---------- Source data ----------

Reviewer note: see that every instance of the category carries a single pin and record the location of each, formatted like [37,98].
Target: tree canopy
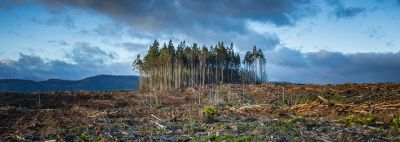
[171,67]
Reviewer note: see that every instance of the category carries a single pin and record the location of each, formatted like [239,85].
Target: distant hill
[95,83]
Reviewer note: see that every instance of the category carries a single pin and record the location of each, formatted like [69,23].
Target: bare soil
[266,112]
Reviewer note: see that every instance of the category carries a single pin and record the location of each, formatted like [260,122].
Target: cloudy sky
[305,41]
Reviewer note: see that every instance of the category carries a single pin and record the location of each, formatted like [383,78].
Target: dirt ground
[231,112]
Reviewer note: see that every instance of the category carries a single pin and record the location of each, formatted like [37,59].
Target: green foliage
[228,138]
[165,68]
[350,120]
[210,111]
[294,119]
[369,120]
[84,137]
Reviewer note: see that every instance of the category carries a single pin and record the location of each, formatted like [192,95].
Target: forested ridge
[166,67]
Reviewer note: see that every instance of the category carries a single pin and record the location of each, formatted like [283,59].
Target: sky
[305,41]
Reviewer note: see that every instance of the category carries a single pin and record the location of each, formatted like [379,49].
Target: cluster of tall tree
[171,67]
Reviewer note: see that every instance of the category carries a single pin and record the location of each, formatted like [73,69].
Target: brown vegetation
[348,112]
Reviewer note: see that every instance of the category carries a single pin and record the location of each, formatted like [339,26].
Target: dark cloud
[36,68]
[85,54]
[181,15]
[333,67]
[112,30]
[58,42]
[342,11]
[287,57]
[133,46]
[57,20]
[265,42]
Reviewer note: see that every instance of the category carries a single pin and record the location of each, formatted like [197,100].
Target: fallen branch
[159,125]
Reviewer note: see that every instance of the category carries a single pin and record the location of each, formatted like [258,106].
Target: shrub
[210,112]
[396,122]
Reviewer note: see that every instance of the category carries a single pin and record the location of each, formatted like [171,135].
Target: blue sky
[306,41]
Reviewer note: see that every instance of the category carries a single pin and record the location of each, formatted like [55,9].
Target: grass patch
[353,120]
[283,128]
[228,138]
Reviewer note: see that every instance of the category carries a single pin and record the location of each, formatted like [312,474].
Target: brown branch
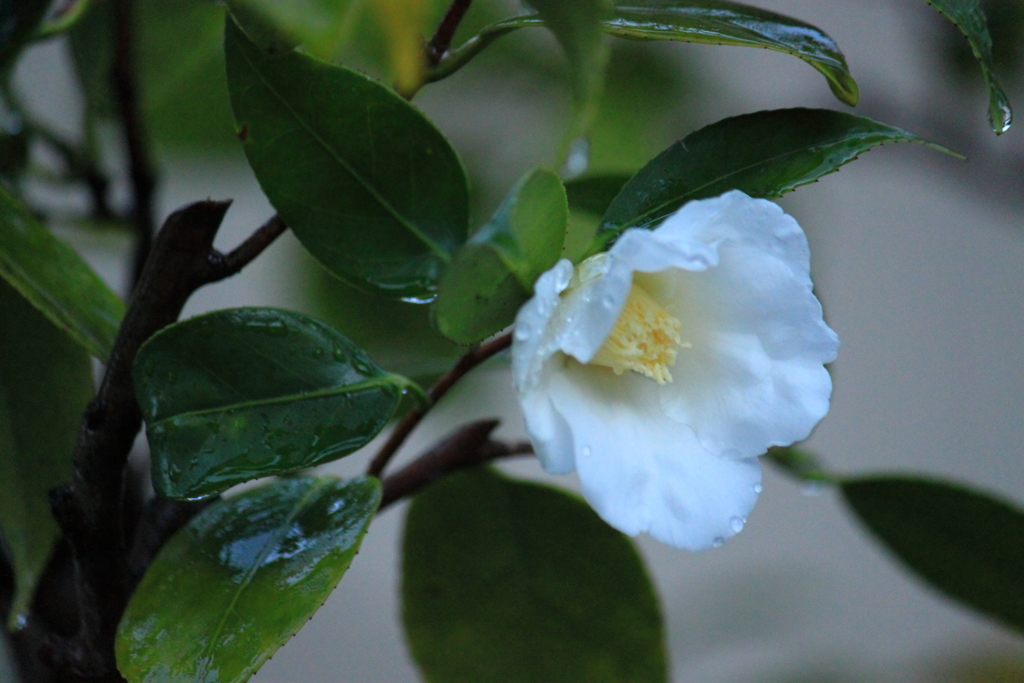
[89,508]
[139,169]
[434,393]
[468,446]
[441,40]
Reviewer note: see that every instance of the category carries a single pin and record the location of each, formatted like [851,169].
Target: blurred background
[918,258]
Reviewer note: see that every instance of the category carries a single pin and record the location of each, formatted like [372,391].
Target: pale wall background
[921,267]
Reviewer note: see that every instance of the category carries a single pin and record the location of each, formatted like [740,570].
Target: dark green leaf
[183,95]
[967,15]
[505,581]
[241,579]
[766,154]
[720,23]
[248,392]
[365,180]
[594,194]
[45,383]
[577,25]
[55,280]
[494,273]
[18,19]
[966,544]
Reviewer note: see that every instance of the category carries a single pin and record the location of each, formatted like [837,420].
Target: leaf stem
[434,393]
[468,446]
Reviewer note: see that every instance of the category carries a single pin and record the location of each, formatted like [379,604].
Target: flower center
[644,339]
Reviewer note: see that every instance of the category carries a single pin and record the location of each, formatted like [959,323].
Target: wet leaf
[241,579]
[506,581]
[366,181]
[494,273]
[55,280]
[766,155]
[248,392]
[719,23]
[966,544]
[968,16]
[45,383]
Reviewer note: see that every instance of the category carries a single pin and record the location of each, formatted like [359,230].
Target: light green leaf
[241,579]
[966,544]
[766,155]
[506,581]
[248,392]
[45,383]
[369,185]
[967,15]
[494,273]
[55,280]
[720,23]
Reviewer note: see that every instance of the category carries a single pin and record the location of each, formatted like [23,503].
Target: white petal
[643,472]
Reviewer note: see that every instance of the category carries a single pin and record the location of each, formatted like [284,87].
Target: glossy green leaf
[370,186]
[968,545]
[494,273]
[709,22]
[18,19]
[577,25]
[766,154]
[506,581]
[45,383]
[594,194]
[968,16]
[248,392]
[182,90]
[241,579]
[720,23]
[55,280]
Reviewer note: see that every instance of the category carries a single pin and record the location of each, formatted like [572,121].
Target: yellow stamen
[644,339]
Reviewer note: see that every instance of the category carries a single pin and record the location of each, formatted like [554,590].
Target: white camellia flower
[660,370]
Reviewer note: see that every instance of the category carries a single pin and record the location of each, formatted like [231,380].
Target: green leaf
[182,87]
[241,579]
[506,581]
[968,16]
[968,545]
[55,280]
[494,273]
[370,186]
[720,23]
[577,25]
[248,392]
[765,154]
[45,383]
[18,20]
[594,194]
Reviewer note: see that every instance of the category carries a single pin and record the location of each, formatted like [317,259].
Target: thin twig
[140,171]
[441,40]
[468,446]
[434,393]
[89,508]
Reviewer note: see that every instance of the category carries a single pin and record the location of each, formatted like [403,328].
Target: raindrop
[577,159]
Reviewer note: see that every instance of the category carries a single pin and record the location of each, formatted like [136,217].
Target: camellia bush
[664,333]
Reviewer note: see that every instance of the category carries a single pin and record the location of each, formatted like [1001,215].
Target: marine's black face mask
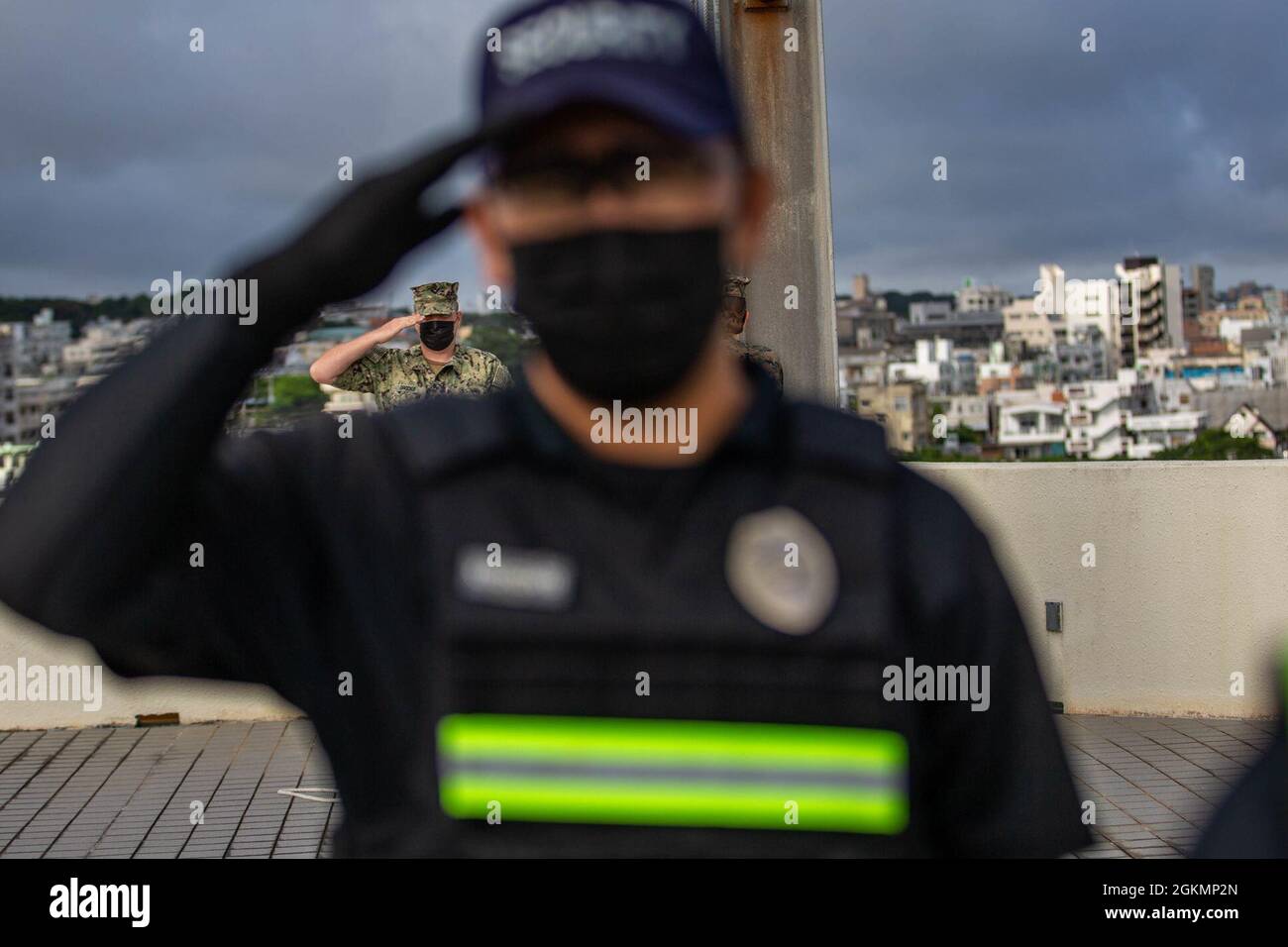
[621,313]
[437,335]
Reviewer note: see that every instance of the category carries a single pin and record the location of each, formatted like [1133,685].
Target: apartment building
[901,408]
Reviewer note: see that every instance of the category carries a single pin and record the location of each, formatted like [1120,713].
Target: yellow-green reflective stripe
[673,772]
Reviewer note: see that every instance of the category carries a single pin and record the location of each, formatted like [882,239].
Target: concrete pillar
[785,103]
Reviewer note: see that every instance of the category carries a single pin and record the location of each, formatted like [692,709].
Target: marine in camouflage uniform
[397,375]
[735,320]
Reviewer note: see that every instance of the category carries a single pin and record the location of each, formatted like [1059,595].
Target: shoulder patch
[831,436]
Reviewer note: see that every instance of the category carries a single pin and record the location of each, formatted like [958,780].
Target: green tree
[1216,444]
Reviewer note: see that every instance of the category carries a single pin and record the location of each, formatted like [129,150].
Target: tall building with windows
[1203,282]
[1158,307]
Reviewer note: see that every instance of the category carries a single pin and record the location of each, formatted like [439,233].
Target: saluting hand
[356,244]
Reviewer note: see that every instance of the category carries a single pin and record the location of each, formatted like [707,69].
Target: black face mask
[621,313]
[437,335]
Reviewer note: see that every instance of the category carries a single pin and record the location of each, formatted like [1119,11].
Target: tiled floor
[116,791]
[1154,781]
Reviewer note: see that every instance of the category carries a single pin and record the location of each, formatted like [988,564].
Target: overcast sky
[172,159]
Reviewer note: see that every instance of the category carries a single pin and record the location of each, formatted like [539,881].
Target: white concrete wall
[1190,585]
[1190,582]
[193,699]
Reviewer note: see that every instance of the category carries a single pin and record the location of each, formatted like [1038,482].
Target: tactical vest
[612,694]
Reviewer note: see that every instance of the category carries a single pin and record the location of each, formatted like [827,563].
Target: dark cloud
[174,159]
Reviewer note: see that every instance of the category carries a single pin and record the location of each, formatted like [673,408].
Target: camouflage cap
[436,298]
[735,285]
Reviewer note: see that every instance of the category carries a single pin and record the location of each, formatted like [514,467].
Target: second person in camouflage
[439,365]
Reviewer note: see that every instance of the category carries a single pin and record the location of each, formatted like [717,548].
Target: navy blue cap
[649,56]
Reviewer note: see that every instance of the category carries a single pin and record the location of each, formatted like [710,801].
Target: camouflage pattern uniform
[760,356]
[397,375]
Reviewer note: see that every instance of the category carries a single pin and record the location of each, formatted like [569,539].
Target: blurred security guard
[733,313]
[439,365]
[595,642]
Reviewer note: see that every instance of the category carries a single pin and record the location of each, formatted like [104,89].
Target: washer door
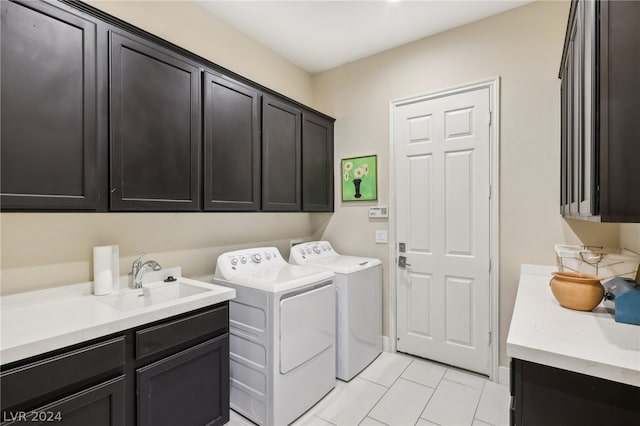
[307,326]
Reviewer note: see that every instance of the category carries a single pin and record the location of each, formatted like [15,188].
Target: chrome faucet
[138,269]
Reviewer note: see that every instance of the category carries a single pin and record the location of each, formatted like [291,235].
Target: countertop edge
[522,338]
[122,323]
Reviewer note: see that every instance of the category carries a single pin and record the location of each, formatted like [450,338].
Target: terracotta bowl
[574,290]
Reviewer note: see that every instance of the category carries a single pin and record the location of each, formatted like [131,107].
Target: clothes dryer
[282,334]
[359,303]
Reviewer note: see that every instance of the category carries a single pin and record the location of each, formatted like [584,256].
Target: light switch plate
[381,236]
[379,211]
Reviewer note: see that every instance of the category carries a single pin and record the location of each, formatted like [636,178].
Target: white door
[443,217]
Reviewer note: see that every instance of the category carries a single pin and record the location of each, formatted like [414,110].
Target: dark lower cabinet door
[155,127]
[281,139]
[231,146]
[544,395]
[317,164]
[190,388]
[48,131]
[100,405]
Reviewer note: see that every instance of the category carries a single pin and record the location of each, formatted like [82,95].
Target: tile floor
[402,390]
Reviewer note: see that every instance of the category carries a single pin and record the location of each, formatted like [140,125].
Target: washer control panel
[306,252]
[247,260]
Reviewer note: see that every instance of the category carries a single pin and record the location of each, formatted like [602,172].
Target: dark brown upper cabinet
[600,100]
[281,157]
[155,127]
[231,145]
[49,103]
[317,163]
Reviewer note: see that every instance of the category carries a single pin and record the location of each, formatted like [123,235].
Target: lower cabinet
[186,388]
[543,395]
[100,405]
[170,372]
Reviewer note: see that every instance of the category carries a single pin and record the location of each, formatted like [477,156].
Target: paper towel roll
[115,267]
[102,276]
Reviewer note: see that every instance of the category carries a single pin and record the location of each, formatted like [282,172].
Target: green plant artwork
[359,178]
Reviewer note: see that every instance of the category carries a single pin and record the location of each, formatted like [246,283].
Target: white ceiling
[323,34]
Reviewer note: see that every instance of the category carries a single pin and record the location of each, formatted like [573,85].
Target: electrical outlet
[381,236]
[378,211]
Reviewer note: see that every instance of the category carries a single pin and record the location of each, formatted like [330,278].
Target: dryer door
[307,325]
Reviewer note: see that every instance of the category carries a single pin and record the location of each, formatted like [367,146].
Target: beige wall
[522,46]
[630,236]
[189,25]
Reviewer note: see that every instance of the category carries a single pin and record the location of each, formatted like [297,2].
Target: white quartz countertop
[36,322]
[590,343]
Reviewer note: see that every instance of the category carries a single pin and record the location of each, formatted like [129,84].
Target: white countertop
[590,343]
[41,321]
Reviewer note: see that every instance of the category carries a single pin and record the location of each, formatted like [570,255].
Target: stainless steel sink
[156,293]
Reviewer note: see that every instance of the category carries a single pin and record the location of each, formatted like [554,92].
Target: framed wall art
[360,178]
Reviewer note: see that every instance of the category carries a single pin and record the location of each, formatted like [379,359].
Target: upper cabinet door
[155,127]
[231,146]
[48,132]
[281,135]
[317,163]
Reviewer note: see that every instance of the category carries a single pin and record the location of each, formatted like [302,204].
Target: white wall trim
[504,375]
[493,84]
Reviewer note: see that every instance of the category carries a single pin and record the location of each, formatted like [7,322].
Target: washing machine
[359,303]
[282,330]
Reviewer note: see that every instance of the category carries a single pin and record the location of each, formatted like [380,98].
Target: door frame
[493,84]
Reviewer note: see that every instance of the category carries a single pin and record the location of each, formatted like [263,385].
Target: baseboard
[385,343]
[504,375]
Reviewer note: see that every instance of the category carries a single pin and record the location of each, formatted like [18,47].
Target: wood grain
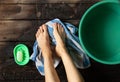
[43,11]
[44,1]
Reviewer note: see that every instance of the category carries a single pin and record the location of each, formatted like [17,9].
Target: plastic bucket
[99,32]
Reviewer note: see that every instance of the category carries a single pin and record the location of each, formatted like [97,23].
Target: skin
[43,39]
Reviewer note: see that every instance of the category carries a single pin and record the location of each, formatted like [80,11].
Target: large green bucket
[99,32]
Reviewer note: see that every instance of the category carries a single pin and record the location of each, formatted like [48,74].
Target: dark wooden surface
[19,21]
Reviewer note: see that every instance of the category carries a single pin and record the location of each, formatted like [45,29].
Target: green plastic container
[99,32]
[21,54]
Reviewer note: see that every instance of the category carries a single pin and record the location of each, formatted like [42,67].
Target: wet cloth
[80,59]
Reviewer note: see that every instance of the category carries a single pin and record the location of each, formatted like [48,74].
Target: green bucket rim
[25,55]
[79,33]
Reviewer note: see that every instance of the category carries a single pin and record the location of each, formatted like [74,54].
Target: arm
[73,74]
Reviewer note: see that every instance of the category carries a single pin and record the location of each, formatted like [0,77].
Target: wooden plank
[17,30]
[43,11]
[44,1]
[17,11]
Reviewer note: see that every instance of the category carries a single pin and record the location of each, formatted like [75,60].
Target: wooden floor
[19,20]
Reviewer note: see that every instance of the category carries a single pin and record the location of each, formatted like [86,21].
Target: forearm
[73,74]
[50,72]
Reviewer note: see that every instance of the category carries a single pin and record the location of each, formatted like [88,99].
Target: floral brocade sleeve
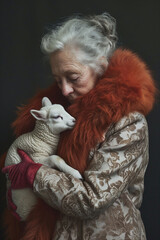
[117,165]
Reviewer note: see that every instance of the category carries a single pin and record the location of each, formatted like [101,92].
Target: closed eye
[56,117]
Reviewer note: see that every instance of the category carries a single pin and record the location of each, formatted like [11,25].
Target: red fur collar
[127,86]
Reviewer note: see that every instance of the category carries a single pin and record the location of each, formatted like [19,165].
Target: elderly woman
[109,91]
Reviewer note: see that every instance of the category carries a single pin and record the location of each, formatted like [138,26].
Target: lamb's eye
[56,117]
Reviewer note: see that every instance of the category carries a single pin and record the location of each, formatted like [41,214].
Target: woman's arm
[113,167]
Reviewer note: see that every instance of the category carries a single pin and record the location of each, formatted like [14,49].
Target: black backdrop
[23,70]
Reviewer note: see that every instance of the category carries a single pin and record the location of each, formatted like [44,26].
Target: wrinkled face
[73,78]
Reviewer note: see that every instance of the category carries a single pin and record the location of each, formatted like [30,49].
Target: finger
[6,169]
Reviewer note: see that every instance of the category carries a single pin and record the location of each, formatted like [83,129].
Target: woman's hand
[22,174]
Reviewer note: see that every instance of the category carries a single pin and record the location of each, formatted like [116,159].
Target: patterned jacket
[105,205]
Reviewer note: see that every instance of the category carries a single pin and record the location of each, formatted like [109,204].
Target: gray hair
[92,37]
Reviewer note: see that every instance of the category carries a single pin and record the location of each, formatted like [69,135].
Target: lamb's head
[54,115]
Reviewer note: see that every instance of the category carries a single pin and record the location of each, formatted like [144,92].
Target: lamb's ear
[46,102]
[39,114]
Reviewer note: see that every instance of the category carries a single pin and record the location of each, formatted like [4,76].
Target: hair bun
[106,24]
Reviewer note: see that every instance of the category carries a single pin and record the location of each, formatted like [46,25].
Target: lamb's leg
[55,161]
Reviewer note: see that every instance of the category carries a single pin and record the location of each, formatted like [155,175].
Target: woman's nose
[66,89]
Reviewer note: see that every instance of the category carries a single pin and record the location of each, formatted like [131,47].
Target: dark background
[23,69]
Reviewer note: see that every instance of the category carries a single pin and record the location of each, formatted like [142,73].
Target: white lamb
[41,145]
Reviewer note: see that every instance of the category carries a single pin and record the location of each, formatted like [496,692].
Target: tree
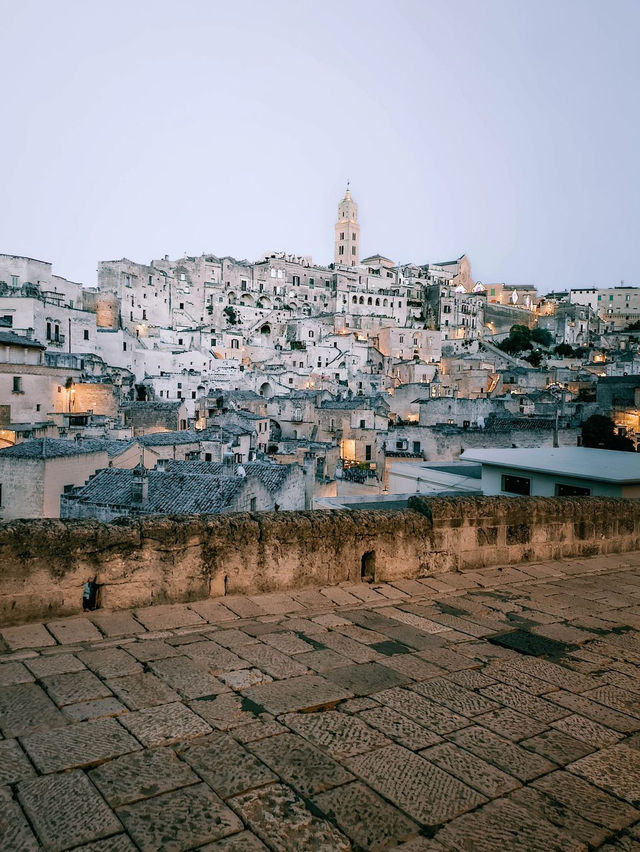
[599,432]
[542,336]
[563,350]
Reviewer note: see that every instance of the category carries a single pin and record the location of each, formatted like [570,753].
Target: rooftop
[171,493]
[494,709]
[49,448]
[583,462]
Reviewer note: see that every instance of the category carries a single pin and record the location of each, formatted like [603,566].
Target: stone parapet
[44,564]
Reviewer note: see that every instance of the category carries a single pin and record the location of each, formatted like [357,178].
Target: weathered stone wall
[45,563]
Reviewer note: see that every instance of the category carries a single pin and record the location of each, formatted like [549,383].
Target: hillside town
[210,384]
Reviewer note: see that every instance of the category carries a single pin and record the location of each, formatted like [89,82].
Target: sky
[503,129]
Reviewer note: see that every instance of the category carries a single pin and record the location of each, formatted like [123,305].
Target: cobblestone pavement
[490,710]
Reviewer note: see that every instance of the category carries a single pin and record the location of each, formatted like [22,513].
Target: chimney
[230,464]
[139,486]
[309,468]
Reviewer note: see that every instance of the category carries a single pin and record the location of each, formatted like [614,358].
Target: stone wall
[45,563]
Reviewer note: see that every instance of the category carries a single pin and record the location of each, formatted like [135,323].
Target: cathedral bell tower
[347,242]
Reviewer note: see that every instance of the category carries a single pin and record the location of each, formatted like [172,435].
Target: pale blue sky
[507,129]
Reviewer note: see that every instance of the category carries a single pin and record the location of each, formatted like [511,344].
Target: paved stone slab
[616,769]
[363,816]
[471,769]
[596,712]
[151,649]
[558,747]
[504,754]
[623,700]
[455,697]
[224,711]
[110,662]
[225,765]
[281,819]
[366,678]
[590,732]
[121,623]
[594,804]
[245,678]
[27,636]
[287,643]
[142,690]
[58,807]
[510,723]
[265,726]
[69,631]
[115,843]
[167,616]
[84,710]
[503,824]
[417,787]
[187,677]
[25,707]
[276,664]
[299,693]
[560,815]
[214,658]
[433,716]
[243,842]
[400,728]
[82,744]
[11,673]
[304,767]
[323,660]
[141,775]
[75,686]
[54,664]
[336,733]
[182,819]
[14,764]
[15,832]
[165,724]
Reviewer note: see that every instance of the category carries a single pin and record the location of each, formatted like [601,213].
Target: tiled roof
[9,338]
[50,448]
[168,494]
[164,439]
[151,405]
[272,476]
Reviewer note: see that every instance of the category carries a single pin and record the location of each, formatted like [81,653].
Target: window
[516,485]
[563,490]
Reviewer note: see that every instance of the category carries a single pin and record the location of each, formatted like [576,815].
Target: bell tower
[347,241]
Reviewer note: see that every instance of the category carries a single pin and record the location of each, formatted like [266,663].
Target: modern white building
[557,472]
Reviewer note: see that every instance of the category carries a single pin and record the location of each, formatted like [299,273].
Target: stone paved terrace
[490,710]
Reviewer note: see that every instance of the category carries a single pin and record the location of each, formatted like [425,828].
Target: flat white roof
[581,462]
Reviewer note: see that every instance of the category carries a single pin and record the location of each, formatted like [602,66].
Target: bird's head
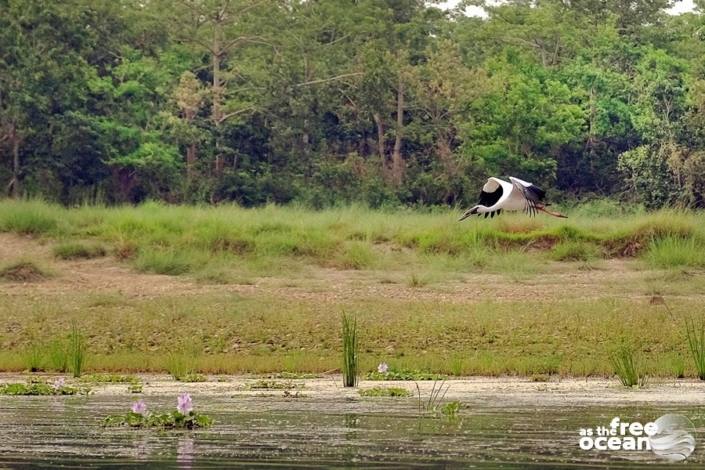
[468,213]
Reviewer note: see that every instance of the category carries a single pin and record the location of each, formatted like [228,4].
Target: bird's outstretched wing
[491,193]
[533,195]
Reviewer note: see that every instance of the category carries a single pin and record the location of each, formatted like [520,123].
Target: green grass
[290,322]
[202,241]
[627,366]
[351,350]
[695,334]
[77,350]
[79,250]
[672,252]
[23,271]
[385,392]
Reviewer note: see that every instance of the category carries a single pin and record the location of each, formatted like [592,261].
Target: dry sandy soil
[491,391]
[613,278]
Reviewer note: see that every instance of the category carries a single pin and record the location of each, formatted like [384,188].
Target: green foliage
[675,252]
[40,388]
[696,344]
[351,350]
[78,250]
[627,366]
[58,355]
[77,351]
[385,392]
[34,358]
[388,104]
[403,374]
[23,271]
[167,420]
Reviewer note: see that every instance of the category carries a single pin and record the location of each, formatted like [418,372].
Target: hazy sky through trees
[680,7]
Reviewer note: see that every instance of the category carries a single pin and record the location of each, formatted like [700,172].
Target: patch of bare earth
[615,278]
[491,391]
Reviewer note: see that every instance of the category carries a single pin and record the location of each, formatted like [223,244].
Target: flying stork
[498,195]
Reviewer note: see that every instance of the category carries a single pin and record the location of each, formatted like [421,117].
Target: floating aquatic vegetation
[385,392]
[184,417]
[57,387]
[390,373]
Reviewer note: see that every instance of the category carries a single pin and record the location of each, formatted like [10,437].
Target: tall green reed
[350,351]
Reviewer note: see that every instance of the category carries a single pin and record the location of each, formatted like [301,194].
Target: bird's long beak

----------

▶ **What is required**
Find the line containing "formatted like [223,244].". Reproduce it exactly, along with every line after it through the last.

▶ **Exercise solution**
Reviewer note: see that every instance of the category carries a single pin and record the location of each, formatted like [223,244].
Target: flying stork
[498,195]
Reviewer note: see that every instance of the category carries a single pin and record the location of each, formatted like [421,117].
Target: floating aquatic vegetation
[385,392]
[184,417]
[57,387]
[390,373]
Reviewer note: see that every instance of the category carries a single pin and record the location of each, formatted like [10,437].
Target: tall green reed
[350,351]
Reviewer note: see that every instance of the category carries a single pin and record the location of each, formatted like [301,194].
Target: bird's long beak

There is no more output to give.